TUS TAREAS:
a – Según el documento de origen, ¿entre qué años fue Joe Arpaio sheriff de Maricopa County?
b – Reproduce sin cambios el pasaje del documento de origen que va desde "La novedad –en" hasta "y zonas rurales.".

DOCUMENTO DE ORIGEN:
----

La novedad –en realidad, consolidación de un cambio demográfico más estructural– es que de los ocho estados de las Rocallosas, antes con clara hegemonía republicana, los demócratas se quedaron ahora con la mitad. Algo que obedece, en buena medida, al avance relativo de la población joven, inmigrante, latina (sobre todo) y afroamericana, concentrada en las ciudades con mejor oferta laboral y educativa, respecto de los blancos de bajo nivel educativo y dispersos en los pequeños pueblos y zonas rurales.
Un ejemplo de esto es el triunfo de Biden en Arizona, crucial para ganar la elección general. Recordemos que, salvo Bill Clinton en 1996, la última vez que los republicanos habían perdido Arizona había sido ante Harry Truman en 1948. ¿Cuál fue la clave del triunfo de Biden en 2020, por unos 90.000 votos? Dos condados; uno es Pima County, limítrofe con México y donde está la ciudad de Tucson. El otro es Maricopa County, que incluye Phoenix, la quinta ciudad de EEUU por población; en esos dos distritos Biden le sacó a Trump 200.000 votos de ventaja. El dato relevante aquí es la historia reciente de Maricopa, que tuvo como sheriff entre 1992 y 2016 al fascistoide Joe Arpaio, tristemente célebre por sus redadas siniestras para “cazar inmigrantes ilegales”. Así, Maricopa County, que durante un cuarto de siglo sostuvo a ese pichón de nazi –se autodenominaba “el sheriff más implacable de EEUU” y fue ídolo de todos los racistas y supremacistas blancos del país– ahora, gracias sin duda al creciente peso del voto latino y joven, le dio el triunfo a Biden en el condado, en el estado y quizá en toda la nación. Es un verdadero símbolo de la parábola social, demográfica, política y electoral que, en el año de la rebelión contra el racismo en EEUU, parece ponerle fin, con toda justicia, a la era Trump.

----

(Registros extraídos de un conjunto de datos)
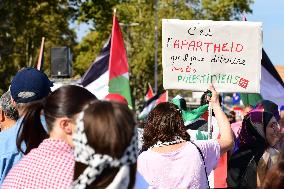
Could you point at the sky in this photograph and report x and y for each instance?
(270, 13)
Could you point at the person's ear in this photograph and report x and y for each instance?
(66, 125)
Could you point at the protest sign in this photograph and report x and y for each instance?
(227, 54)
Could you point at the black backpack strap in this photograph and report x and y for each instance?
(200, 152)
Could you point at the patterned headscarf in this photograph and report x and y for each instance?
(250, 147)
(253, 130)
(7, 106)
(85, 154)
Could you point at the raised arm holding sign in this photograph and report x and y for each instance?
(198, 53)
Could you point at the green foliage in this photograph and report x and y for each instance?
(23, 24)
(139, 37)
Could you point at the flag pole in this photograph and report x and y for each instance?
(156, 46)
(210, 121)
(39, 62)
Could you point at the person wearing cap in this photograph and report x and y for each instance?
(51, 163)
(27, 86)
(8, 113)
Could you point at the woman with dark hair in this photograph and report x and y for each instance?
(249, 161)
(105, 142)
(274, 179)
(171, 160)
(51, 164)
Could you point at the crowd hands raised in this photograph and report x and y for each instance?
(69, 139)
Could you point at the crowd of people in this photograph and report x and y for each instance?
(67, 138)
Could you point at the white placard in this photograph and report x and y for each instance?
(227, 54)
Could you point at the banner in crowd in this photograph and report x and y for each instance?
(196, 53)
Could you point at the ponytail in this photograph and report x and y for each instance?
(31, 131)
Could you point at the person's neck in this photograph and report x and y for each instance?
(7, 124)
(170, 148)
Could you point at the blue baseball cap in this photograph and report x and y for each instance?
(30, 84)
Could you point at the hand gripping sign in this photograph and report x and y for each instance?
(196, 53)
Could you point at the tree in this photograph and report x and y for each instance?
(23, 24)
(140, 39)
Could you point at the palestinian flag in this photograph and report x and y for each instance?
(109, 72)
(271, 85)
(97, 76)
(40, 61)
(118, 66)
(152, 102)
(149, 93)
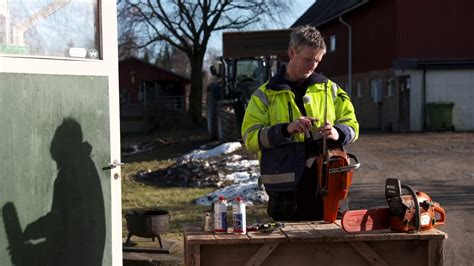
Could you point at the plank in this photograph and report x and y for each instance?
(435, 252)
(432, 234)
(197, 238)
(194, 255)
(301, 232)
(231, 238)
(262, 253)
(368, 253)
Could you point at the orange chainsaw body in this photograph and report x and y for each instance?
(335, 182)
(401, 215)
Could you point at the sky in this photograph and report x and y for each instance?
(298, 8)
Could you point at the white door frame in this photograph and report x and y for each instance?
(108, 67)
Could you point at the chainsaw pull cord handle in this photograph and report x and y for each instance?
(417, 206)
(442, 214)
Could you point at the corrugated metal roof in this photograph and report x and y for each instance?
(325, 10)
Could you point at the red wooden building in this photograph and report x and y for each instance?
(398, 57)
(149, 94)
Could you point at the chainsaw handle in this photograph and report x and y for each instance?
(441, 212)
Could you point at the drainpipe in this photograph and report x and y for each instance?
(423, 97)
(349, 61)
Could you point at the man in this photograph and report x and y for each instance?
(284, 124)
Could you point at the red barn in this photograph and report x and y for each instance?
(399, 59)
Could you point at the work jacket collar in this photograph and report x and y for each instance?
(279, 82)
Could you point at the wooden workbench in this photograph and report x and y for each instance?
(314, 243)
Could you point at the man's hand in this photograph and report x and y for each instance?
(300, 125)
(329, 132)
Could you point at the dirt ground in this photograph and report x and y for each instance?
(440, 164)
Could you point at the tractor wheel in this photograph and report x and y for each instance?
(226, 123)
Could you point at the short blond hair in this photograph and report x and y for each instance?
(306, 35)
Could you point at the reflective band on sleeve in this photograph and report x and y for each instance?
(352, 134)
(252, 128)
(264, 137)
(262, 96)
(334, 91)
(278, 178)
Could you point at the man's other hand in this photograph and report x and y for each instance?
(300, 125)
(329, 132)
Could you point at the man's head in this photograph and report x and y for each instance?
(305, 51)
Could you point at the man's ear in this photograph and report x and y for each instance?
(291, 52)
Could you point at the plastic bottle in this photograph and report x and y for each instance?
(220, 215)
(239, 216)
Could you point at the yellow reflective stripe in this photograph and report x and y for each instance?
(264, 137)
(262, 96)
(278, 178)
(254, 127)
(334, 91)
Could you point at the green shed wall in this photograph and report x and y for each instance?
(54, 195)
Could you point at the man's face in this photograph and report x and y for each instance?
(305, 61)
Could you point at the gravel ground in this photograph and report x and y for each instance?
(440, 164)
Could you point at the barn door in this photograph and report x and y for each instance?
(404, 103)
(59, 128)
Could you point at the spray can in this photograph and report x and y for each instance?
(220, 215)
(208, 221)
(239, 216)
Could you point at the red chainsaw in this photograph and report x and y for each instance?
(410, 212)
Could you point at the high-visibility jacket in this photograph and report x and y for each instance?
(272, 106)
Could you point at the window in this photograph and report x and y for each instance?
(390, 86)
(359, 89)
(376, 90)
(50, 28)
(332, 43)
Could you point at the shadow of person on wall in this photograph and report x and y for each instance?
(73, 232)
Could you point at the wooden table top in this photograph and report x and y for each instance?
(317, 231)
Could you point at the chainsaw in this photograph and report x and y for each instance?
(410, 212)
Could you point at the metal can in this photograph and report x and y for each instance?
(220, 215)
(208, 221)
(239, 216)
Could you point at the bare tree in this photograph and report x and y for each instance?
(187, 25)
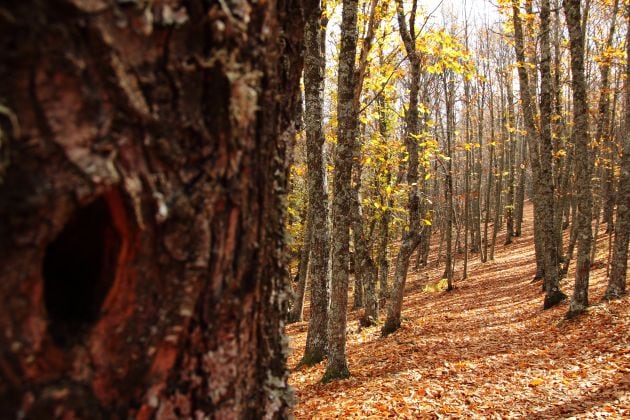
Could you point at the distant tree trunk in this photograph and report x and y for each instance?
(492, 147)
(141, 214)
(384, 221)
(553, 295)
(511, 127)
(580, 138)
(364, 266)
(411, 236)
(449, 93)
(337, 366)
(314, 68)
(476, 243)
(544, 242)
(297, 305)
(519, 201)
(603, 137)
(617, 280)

----

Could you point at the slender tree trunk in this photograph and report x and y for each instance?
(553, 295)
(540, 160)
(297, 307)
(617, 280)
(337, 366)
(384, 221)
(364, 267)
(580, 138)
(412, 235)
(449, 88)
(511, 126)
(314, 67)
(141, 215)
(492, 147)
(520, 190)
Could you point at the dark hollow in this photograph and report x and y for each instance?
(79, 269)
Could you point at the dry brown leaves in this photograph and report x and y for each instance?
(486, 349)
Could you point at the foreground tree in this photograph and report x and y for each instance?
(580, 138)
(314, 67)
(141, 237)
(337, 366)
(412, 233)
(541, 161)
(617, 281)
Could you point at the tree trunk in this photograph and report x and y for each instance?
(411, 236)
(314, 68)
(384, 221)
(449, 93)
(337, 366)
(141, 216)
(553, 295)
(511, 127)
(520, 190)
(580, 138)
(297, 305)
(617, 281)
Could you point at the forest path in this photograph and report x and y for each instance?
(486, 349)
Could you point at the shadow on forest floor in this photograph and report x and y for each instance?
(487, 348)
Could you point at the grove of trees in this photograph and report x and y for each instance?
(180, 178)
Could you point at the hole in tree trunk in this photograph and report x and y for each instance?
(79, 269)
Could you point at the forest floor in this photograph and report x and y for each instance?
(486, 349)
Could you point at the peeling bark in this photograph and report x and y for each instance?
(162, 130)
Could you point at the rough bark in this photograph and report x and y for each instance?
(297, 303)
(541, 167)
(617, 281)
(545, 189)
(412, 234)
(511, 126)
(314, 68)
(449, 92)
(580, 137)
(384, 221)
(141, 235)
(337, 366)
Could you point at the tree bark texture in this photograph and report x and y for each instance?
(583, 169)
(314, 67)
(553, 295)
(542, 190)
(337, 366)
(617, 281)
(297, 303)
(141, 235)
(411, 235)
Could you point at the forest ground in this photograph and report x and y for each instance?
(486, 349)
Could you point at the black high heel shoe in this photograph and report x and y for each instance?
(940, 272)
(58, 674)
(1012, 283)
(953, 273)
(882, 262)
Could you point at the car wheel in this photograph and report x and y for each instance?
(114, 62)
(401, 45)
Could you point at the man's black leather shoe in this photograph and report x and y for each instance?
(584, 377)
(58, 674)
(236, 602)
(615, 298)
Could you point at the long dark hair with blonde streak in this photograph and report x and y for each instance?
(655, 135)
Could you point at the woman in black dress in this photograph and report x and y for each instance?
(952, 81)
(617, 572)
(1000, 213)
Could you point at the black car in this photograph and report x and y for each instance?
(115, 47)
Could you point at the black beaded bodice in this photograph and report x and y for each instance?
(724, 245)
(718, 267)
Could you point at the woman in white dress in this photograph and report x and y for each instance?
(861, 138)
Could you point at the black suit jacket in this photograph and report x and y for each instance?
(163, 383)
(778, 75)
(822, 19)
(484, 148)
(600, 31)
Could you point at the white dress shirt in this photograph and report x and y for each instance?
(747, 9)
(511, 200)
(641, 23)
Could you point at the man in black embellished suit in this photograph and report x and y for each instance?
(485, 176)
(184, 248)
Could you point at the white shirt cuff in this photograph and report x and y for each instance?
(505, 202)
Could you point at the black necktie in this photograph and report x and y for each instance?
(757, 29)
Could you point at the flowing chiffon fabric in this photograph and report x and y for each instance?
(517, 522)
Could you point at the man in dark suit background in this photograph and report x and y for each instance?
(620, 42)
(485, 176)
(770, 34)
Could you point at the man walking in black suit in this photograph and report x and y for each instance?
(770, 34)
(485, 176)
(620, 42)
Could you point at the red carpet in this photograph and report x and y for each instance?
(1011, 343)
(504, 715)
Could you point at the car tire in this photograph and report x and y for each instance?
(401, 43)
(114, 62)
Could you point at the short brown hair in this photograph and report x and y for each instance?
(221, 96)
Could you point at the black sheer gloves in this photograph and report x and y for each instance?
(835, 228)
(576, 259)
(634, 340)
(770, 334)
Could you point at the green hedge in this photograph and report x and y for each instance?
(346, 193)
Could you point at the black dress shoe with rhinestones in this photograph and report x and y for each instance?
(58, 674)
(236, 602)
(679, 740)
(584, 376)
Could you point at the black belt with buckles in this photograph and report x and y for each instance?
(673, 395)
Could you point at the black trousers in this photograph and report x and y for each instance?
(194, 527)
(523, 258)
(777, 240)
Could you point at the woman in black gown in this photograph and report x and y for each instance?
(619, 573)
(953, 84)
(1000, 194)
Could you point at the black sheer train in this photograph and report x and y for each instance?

----

CONJUNTO DE SOLUCIONES:
a – Entre 1992 y 2016.

b –
La novedad –en realidad, consolidación de un cambio demográfico más estructural– es que de los ocho estados de las Rocallosas, antes con clara hegemonía republicana, los demócratas se quedaron ahora con la mitad. Algo que obedece, en buena medida, al avance relativo de la población joven, inmigrante, latina (sobre todo) y afroamericana, concentrada en las ciudades con mejor oferta laboral y educativa, respecto de los blancos de bajo nivel educativo y dispersos en los pequeños pueblos y zonas rurales.